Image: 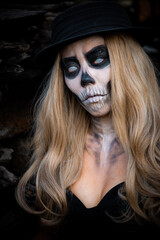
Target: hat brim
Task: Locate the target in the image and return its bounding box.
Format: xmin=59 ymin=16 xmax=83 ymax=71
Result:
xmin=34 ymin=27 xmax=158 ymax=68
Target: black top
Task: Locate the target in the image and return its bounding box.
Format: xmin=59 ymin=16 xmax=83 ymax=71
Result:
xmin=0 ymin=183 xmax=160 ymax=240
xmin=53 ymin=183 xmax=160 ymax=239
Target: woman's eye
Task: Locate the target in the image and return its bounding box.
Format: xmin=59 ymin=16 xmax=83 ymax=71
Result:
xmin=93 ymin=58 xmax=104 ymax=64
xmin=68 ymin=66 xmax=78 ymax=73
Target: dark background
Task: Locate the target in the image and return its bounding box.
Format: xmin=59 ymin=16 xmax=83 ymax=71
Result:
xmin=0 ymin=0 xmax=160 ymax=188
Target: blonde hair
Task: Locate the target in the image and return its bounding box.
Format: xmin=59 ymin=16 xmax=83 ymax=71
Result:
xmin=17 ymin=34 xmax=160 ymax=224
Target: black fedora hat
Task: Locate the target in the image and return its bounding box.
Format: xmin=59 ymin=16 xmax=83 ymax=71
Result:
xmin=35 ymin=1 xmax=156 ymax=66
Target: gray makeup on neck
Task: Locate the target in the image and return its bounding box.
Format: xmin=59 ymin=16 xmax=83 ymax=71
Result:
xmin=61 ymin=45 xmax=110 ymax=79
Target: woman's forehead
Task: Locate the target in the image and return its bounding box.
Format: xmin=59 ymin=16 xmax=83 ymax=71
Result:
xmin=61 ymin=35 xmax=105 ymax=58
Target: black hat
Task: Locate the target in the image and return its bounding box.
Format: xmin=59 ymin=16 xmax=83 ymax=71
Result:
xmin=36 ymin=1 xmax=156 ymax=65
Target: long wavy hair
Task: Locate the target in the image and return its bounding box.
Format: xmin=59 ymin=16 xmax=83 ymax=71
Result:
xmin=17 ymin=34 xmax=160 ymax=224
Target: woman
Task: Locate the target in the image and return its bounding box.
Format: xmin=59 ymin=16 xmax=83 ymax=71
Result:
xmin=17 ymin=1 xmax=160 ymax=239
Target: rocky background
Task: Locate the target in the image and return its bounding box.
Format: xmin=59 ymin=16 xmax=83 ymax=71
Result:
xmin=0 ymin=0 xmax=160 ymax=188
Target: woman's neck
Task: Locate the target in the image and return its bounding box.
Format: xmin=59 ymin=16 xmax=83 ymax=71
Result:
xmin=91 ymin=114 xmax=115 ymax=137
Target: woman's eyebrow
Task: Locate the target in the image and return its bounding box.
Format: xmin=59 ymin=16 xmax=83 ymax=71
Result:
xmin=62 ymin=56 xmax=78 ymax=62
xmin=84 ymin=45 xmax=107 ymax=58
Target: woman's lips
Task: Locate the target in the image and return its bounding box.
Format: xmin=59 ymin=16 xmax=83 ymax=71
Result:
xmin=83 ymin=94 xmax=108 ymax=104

━━━━━━━━

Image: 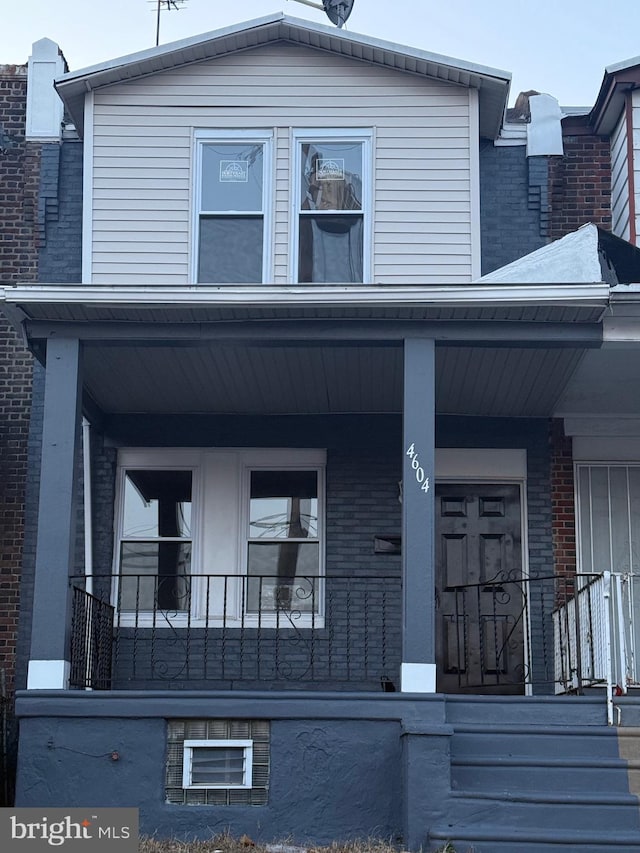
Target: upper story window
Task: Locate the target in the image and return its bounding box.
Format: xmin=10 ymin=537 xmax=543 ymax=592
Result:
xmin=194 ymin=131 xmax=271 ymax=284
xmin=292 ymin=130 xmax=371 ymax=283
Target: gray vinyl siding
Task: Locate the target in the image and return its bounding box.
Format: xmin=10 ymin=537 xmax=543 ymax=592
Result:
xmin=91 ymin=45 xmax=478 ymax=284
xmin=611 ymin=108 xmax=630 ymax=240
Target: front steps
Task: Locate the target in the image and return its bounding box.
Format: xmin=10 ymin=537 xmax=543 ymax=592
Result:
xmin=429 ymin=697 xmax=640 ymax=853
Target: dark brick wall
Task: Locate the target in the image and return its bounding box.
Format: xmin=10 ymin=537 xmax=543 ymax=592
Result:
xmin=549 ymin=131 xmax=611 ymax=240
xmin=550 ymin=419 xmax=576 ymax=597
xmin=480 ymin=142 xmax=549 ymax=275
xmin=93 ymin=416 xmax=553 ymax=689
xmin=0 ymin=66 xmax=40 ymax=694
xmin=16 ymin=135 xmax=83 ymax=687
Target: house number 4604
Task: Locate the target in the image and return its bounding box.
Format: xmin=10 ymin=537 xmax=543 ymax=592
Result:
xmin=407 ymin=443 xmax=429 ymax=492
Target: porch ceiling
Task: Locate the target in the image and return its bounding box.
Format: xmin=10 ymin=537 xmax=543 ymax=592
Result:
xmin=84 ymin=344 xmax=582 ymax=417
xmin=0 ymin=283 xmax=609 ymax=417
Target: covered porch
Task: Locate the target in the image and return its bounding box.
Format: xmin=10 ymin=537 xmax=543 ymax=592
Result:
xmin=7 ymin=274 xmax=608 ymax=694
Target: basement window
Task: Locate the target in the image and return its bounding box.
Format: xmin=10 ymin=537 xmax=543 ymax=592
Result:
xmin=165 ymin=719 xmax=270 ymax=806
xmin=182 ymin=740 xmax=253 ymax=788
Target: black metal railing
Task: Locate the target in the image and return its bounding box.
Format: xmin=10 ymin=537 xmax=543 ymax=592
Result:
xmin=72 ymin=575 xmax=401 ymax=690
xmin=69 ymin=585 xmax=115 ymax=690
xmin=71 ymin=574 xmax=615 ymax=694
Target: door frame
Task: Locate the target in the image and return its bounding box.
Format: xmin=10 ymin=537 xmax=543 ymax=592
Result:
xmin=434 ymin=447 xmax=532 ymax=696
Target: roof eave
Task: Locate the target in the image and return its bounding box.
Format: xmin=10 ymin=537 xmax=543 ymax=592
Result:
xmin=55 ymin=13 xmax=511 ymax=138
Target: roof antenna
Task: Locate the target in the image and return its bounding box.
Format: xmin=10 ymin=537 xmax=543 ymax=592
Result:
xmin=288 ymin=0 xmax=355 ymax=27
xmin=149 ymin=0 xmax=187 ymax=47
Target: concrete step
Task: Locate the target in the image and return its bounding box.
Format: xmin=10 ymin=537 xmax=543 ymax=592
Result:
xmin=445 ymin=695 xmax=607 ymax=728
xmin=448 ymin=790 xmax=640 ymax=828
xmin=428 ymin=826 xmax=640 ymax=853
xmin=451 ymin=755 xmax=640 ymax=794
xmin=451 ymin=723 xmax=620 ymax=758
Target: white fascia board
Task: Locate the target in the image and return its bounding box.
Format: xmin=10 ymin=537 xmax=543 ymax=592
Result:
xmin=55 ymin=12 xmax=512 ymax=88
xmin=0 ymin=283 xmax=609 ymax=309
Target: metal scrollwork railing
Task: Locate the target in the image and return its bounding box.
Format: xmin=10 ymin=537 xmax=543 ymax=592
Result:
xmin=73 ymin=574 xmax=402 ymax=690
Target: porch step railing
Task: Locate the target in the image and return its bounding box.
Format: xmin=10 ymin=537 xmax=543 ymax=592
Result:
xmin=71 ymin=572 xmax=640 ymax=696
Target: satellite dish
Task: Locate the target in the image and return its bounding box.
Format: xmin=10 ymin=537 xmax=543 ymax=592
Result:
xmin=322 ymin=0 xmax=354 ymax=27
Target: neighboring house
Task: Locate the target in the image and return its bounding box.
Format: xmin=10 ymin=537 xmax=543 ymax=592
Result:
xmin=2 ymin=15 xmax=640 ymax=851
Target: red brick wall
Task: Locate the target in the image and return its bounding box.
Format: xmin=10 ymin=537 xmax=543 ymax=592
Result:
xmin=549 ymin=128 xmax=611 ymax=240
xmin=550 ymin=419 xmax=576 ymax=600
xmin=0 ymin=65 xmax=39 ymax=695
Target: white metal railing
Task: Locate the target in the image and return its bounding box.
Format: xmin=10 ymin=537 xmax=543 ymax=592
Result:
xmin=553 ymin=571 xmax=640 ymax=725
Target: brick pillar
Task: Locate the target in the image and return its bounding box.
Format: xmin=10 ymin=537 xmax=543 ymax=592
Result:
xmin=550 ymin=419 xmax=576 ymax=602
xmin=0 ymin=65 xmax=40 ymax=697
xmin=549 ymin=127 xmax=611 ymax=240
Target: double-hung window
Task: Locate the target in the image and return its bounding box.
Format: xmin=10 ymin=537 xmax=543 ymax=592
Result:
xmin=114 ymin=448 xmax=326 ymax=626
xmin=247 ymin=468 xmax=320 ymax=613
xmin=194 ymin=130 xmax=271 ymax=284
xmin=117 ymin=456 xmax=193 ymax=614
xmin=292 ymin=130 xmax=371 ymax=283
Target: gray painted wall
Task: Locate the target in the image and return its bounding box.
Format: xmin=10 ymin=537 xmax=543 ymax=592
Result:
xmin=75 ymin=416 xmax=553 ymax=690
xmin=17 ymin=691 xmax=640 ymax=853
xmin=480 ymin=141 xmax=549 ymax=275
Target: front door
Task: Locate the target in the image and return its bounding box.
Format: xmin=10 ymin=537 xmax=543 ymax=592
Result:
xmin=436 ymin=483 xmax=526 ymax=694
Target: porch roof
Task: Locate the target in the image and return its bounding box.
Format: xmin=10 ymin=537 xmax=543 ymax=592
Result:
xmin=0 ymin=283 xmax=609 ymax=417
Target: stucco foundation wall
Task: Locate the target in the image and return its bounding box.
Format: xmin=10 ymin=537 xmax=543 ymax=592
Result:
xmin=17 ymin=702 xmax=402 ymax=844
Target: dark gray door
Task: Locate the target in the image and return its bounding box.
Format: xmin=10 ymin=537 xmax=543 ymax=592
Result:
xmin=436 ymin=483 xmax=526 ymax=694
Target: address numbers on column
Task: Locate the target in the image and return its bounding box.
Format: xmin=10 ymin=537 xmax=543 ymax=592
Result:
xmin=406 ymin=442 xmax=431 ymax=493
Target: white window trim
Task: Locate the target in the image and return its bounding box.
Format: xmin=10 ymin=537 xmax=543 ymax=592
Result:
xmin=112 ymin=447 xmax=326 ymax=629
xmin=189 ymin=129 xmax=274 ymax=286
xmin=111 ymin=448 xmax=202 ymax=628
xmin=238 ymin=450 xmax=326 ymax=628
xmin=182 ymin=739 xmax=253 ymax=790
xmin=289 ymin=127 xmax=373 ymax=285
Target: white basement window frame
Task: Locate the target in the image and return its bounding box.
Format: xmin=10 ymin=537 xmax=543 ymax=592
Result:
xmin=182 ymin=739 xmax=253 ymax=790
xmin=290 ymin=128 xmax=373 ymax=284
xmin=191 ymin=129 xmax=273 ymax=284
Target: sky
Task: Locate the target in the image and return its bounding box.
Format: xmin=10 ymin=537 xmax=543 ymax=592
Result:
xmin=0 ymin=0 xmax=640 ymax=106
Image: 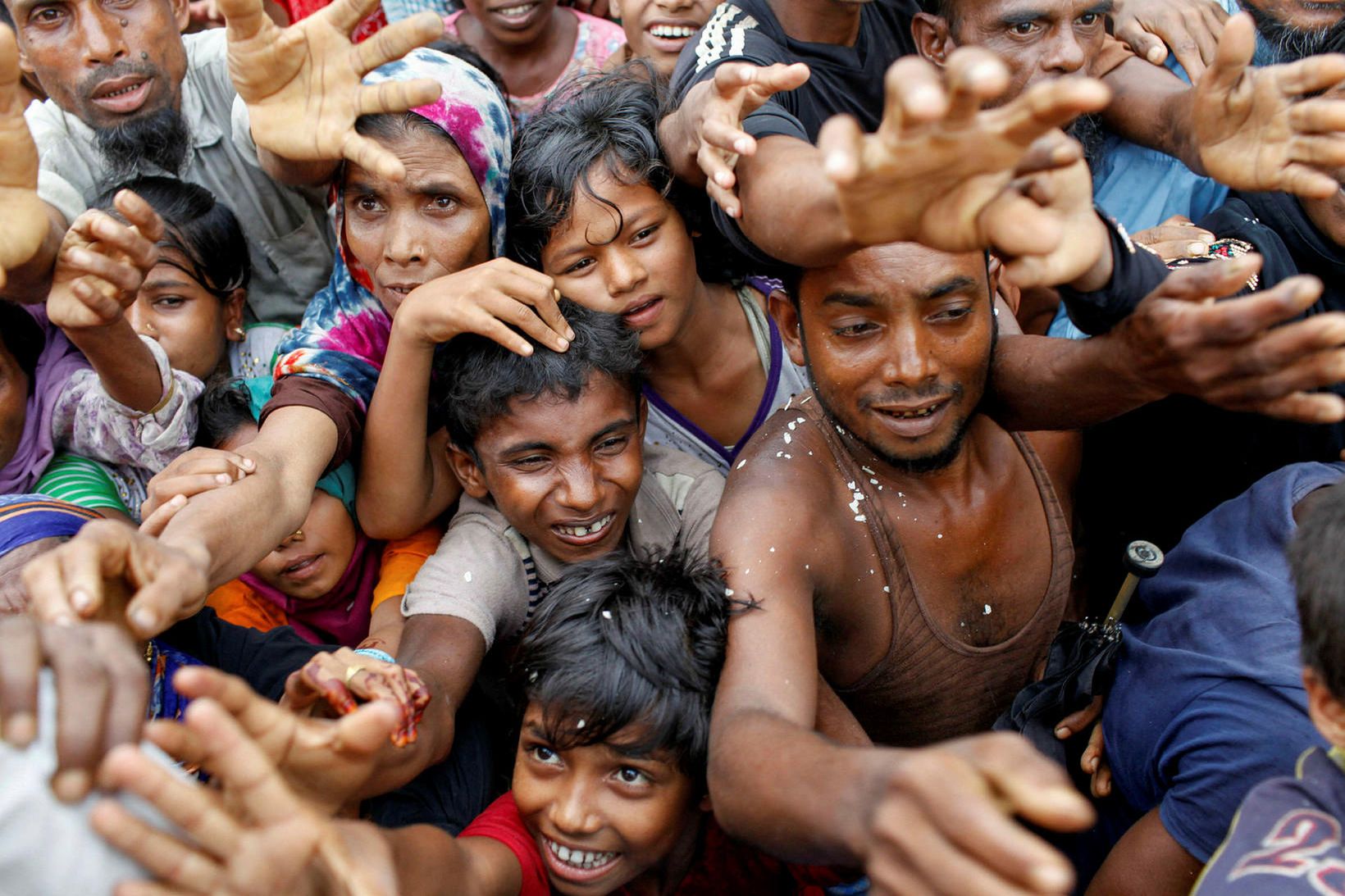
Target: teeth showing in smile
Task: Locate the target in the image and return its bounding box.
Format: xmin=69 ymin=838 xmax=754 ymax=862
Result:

━━━━━━━━

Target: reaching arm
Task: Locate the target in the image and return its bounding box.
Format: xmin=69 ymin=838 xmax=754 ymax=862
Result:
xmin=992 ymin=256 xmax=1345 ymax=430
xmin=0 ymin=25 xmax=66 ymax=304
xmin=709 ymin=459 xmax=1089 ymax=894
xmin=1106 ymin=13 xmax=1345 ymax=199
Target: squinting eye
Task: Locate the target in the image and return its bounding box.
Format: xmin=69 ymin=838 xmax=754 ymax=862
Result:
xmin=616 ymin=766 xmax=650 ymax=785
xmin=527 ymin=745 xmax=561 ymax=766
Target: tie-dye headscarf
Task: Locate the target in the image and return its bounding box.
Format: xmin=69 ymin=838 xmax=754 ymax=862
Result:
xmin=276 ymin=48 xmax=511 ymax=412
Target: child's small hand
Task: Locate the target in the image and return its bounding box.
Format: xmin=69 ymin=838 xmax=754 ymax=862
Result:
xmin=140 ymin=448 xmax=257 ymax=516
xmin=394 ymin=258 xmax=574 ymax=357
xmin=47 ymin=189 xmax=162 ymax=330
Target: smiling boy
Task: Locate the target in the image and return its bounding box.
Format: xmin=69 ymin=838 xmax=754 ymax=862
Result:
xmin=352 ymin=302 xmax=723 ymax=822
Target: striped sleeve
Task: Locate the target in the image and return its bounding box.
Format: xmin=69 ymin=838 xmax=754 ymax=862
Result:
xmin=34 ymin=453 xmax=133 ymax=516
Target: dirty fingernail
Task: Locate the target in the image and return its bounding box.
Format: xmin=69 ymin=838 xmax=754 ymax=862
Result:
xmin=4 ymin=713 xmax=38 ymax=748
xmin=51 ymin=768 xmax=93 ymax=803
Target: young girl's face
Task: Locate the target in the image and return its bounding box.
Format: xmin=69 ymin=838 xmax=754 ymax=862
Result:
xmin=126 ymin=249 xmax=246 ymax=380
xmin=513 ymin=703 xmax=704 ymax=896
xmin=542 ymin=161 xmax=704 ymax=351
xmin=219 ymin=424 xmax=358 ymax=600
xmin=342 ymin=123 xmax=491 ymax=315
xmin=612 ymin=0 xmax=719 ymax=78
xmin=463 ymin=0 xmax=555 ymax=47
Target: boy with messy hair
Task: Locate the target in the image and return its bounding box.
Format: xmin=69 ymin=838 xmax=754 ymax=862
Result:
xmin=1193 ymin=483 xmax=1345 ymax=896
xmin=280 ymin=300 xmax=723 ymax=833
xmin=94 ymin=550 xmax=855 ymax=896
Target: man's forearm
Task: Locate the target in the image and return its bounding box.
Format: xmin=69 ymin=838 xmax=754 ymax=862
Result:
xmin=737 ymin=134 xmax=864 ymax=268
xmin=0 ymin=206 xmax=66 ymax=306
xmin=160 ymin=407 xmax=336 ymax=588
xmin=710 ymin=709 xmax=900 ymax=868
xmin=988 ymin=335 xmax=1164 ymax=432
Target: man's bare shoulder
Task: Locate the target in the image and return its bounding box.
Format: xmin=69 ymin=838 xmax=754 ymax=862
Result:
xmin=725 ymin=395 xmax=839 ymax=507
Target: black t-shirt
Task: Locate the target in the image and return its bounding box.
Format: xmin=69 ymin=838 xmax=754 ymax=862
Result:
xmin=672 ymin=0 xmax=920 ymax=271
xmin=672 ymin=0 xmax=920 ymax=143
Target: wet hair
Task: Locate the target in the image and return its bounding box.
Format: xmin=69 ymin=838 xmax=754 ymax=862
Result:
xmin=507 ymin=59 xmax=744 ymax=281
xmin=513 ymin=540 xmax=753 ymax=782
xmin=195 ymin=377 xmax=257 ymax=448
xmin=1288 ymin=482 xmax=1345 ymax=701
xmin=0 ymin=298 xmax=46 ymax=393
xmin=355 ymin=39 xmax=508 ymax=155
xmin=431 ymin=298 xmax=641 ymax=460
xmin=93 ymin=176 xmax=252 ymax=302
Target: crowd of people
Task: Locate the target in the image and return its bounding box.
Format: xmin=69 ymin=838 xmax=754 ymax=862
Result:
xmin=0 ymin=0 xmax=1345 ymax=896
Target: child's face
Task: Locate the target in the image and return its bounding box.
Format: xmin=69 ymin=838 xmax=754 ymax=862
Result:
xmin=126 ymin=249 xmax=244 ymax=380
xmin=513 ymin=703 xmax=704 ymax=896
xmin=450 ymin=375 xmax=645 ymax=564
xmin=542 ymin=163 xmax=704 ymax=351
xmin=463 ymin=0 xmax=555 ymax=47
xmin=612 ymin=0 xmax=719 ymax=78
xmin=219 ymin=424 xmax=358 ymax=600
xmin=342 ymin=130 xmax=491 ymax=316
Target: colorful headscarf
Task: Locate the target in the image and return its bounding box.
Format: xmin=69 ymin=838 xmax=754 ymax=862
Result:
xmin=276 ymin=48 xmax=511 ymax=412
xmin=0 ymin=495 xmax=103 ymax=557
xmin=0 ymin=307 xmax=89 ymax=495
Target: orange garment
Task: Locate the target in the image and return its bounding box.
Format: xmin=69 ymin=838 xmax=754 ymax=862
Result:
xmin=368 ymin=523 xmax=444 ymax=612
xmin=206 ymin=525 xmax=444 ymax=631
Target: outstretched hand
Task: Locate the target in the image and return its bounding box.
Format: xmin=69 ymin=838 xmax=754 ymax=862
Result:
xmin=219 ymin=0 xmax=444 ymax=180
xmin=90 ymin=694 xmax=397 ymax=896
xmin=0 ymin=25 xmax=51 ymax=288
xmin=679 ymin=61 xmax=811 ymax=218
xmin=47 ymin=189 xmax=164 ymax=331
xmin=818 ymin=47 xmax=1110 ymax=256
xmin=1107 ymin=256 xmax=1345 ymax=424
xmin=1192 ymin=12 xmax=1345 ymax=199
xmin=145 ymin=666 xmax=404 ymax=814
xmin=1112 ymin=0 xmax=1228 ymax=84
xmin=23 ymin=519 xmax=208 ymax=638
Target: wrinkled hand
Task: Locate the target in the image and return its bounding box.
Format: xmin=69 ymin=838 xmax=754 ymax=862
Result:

━━━━━━━━

■ **WHAT NEEDS TO BE DONE**
Render the stretch of rows from the line containing "Target: porch ceiling" through the line containing "xmin=149 ymin=0 xmax=187 ymax=47", both lines included, as a JSON list of strings with one string per line. Leave out any blank lines.

■ **CORRECT OUTPUT**
[
  "Target: porch ceiling",
  "Task: Locate the target in the image and return its bounding box.",
  "Format: xmin=10 ymin=537 xmax=543 ymax=592",
  "Result:",
  "xmin=84 ymin=344 xmax=582 ymax=417",
  "xmin=0 ymin=283 xmax=609 ymax=417",
  "Target: covered porch",
  "Task: Locate the target in the image and return its bounding box.",
  "Format: xmin=10 ymin=537 xmax=543 ymax=592",
  "Result:",
  "xmin=7 ymin=274 xmax=608 ymax=694",
  "Target: basement window",
  "Task: Locate the target in the image and return its bounding box.",
  "Format: xmin=10 ymin=537 xmax=543 ymax=592",
  "Result:",
  "xmin=165 ymin=719 xmax=270 ymax=806",
  "xmin=182 ymin=740 xmax=253 ymax=788",
  "Target: black metal railing",
  "Task: Locate the target in the image and return its bounding box.",
  "Format: xmin=10 ymin=537 xmax=543 ymax=592",
  "Result:",
  "xmin=72 ymin=575 xmax=401 ymax=690",
  "xmin=69 ymin=585 xmax=115 ymax=690",
  "xmin=71 ymin=574 xmax=615 ymax=694",
  "Target: door frame",
  "Task: Locate the target in the image and return its bounding box.",
  "Format: xmin=10 ymin=537 xmax=543 ymax=592",
  "Result:",
  "xmin=434 ymin=447 xmax=532 ymax=696",
  "Target: roof eave",
  "Task: Locate the target in the image and return its bounding box.",
  "Format: xmin=10 ymin=537 xmax=543 ymax=592",
  "Result:",
  "xmin=55 ymin=13 xmax=511 ymax=138",
  "Target: roof antenna",
  "Task: Locate the target in the image and return its bounding box.",
  "Format: xmin=10 ymin=537 xmax=543 ymax=592",
  "Result:",
  "xmin=288 ymin=0 xmax=355 ymax=27",
  "xmin=149 ymin=0 xmax=187 ymax=47"
]